_Textauszug_
━━━━━━

FilmWühlkiste

THREE FOR ONE: Von Fischen, Traumfrauen und Synth-Funk-Montagen

„Schatz, deine Disco-Dance-Platten aus den Achtzigern
machen mich ganz heiß …“

Wenn sich Regisseur Bruno Mattei und Autor Claudio Fragasso an einer Erotikkomödie versuchen, kann man als Kenner italienischer Kleinkunst allerlei erwarten – abgesehen vielleicht von einer brauchbaren Erotikkomödie. Immerhin ist Bruno, der hier als „David Graham“ auftritt, der Kopf hinter solchen Granaten wie DIE HÖLLE DER LEBENDEN TOTEN, CONTAMINATOR oder ROBOMAN, während Fragasso (hier mal wieder als „Clyde Anderson“) nicht nur bei all diesen Filmen als Autor beteiligt war, sondern selber als Regisseur unter anderem den – man kann es nicht anders nennen – Knüller TROLL 2 betreut hat. Derart geballte Kompetenz kann natürlich nur bedeuten, daß der vorliegende Film höchst unterhaltsam ausfällt – aus vielleicht nicht ganz beabsichtigten Gründen.

━━━━━━

_Entnommenes Material_
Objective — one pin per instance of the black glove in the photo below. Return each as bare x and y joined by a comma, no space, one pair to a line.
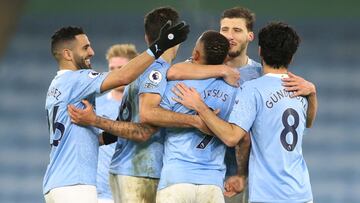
169,37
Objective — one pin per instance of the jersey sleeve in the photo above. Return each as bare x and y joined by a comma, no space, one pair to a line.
88,82
154,79
167,102
245,108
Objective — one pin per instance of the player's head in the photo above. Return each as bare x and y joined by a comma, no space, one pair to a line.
71,45
236,24
278,43
118,55
211,48
155,19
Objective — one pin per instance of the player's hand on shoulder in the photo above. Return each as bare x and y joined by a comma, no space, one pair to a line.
231,75
84,116
298,85
234,185
188,96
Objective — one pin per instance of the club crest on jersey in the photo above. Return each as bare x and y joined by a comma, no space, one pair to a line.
93,74
155,77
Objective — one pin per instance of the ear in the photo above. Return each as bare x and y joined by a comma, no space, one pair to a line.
67,54
251,36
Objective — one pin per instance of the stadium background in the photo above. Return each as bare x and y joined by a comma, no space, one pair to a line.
328,56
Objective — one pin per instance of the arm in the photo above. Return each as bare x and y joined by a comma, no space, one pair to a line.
127,130
137,65
191,71
302,87
151,113
229,133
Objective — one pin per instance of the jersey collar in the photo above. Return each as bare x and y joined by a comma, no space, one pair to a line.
282,75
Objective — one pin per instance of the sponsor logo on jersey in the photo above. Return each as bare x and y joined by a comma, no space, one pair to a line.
155,77
93,74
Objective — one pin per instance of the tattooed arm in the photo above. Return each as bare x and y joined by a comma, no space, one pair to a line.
132,131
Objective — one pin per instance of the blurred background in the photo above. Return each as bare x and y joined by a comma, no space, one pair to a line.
328,56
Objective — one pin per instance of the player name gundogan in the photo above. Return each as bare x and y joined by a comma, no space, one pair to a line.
279,95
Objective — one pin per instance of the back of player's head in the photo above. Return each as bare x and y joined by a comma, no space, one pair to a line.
156,18
216,47
278,43
63,36
241,12
122,50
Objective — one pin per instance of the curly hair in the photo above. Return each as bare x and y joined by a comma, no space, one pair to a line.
278,43
64,34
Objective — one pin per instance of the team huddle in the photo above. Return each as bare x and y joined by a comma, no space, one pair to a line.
218,127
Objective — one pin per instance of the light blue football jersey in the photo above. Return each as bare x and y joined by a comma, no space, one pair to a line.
142,159
189,155
277,169
250,71
106,107
74,148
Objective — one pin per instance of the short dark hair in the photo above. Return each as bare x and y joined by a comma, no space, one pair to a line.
156,18
278,43
62,35
240,12
216,47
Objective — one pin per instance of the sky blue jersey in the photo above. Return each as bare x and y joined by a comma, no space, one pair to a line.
189,155
74,149
277,169
106,107
250,71
142,159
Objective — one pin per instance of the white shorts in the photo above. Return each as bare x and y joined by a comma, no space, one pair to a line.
242,197
190,193
71,194
133,189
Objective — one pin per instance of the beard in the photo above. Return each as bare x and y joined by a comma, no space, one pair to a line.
234,54
80,63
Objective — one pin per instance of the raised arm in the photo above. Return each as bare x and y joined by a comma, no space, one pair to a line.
302,87
191,71
132,131
229,133
151,113
137,65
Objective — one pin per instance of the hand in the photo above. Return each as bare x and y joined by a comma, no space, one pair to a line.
85,116
298,85
234,185
188,97
169,37
231,76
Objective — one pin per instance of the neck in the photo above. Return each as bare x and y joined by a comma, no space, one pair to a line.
270,69
67,65
116,94
238,61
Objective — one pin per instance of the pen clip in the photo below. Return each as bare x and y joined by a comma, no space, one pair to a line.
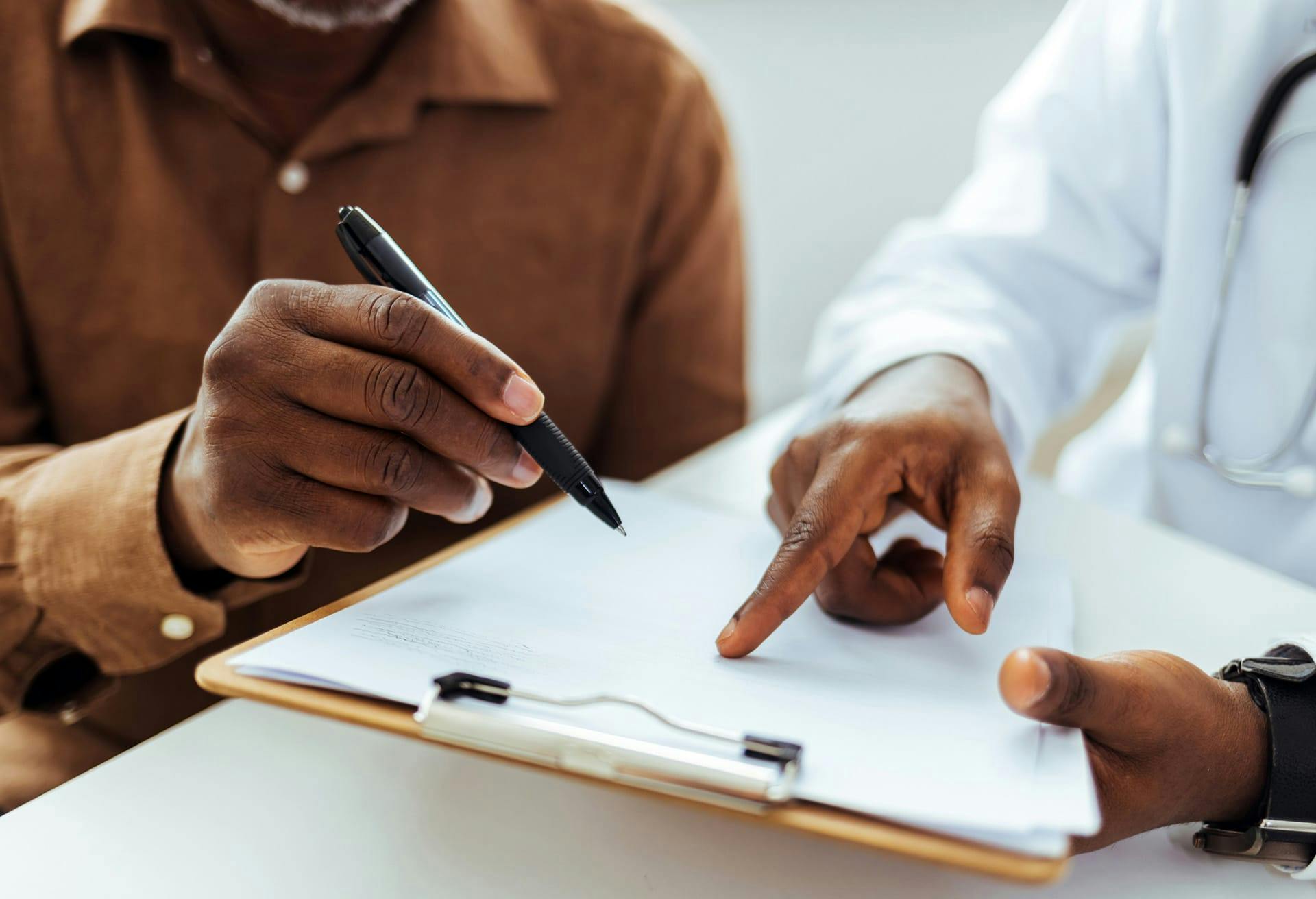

━━━━━━

_Schriftliche Aufgaben_
A: Schreiben Sie aus der Filmbesprechung ab: Beginnen Sie bei den Worten „Wenn sich Regisseur“ und hören Sie nach den Worten „ganz beabsichtigten Gründen.“ auf.
B: Beantworten Sie anhand der Filmbesprechung die folgenden Fragen:
(i) Von welchen drei Dingen handelt laut Überschrift der Beitrag?
(ii) Unter welchem Namen tritt Bruno Mattei bei diesem Film auf?
(iii) Bei welchem Film hat Claudio Fragasso nach Angabe des Textes selbst Regie geführt?
C: Führen Sie die Filmbesprechung zur Erotikkomödie von Mattei und Fragasso im Anschluss an ihren letzten Satz weiter.
Für die Bearbeitung braucht man die Datenzeilen nicht.

_Lösungen zur Übung_
A:
Wenn sich Regisseur Bruno Mattei und Autor Claudio Fragasso an einer Erotikkomödie versuchen, kann man als Kenner italienischer Kleinkunst allerlei erwarten – abgesehen vielleicht von einer brauchbaren Erotikkomödie. Immerhin ist Bruno, der hier als „David Graham“ auftritt, der Kopf hinter solchen Granaten wie DIE HÖLLE DER LEBENDEN TOTEN, CONTAMINATOR oder ROBOMAN, während Fragasso (hier mal wieder als „Clyde Anderson“) nicht nur bei all diesen Filmen als Autor beteiligt war, sondern selber als Regisseur unter anderem den – man kann es nicht anders nennen – Knüller TROLL 2 betreut hat. Derart geballte Kompetenz kann natürlich nur bedeuten, daß der vorliegende Film höchst unterhaltsam ausfällt – aus vielleicht nicht ganz beabsichtigten Gründen.

B:
(i) Von Fischen, Traumfrauen und Synth-Funk-Montagen.
(ii) Unter dem Namen „David Graham“.
(iii) Bei TROLL 2.

C:
THREE FOR ONE nennt sich der Streifen im Englischen, während er im Original den urlustigen Titel TRE PESCI, UNA GATTA NEL LETTO CHE SCOTTA trägt – „Drei Fische, eine Katze im heißen Bett“ quasi. Fragt sich nur, wer da hinterher wieder sauber macht. Es gibt sogar Bestrebungen, das gute Stück – das übrigens nie auf Deutsch erschienen ist – der Pseudo-Reihe ELF TAGE, ELF NÄCHTE unterzujubeln: In Spanien heißt der Spaß mal eben 11 DIAS 11 NOCHES 4: DESEO SIN LIMITE, ohne freilich auch nur das geringste mit den anderen Filmen dieser „Serie“ zu tun zu haben.

Drei Fische, äh, Freunde: Miles (Jason Saucier, links),
Lou (Robert LaBrosse, Mitte) und Ben (Rick Sume).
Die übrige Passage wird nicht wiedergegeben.